● **What needs to be done**
Could you filter the data below down to the lines that hold the word "panel"?

--- Material to process ---

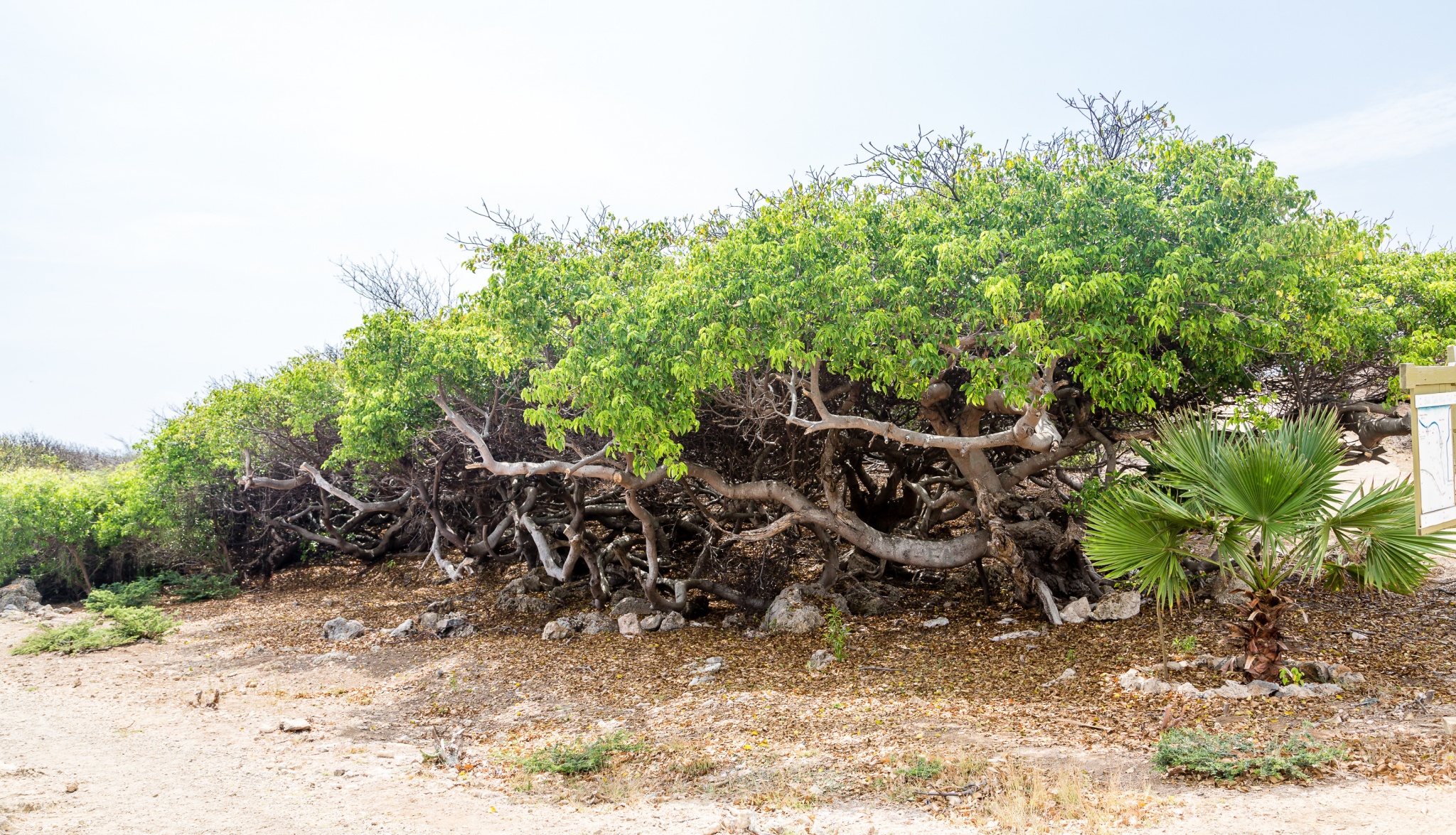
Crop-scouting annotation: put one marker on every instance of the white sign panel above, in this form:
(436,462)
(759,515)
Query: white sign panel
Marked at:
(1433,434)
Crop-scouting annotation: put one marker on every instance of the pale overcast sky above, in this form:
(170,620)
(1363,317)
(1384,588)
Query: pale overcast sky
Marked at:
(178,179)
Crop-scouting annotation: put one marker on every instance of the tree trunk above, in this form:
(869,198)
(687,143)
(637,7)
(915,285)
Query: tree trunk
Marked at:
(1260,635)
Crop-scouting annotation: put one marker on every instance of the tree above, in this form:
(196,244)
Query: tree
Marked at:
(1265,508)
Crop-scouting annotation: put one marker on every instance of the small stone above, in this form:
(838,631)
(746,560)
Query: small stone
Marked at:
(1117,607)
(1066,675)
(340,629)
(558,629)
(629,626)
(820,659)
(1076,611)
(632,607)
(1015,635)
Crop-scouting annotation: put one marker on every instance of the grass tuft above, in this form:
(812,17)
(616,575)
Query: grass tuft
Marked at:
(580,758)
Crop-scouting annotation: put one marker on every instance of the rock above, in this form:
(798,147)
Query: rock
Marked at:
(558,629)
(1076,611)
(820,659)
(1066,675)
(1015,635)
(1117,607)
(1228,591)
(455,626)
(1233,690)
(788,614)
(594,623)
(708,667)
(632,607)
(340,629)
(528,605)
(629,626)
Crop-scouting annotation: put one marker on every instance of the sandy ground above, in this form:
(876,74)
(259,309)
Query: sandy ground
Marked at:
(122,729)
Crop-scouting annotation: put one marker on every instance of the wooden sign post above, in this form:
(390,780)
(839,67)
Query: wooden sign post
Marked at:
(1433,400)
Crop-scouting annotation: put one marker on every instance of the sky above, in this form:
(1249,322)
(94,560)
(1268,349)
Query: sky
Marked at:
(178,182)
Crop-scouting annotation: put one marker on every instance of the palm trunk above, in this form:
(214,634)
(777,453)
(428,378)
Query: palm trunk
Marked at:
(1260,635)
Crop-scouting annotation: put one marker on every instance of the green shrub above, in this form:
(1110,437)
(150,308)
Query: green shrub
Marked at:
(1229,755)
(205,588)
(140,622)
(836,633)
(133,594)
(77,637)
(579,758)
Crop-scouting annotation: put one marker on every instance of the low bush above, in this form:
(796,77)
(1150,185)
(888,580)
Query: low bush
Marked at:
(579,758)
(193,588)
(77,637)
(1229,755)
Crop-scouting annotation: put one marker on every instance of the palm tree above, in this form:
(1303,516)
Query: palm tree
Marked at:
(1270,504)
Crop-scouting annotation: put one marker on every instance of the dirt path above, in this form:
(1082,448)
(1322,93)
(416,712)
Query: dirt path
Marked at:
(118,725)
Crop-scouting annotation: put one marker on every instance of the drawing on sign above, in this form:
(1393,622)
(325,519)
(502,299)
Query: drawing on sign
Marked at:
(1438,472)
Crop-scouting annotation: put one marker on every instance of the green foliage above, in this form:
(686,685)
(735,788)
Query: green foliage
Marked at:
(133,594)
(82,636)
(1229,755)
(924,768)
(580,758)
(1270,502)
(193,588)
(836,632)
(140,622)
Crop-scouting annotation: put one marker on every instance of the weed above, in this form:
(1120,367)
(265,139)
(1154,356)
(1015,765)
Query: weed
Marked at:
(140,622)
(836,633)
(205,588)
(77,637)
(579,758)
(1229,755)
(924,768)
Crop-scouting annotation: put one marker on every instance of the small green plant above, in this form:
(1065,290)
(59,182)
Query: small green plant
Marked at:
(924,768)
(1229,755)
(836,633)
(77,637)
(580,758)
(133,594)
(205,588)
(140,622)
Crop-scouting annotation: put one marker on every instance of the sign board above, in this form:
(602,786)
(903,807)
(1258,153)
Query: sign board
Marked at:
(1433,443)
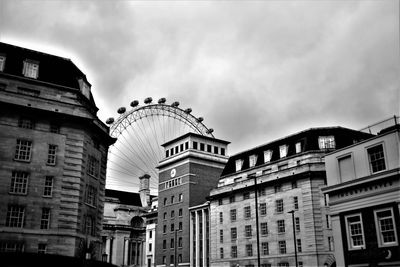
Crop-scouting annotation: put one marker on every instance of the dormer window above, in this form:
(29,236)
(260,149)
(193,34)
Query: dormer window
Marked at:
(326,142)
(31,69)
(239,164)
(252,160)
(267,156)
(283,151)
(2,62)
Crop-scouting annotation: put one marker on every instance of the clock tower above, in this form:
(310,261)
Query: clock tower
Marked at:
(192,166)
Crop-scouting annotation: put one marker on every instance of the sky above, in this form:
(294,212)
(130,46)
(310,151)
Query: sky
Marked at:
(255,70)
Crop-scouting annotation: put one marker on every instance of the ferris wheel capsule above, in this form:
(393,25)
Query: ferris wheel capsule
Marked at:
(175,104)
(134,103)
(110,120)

---

● **Result of the task**
Crop-scouting annotation: put one marker on every instance of the white sign panel above, in this form:
Query: white sign panel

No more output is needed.